═══ Study material ═══
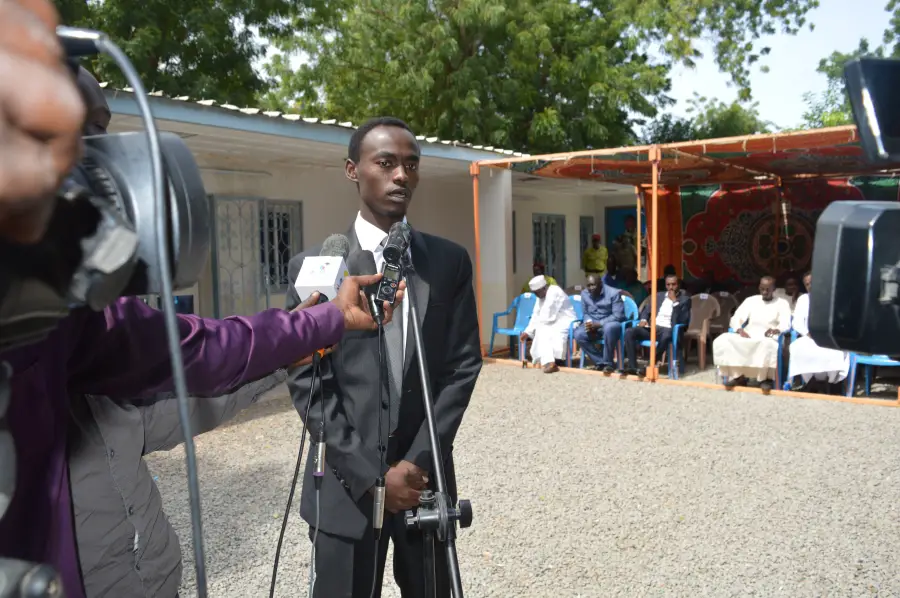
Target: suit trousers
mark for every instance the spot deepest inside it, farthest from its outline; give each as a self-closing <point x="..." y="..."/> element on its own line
<point x="346" y="567"/>
<point x="588" y="342"/>
<point x="637" y="334"/>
═══
*The problem*. All that is wanted is the line with "mark for every" and every later line in the entries, reproduced exactly.

*The completed task*.
mark for every instance the spot deepest inside it, farthest from its outline; give each as a self-closing <point x="..." y="..."/> element on its own line
<point x="346" y="567"/>
<point x="588" y="342"/>
<point x="637" y="334"/>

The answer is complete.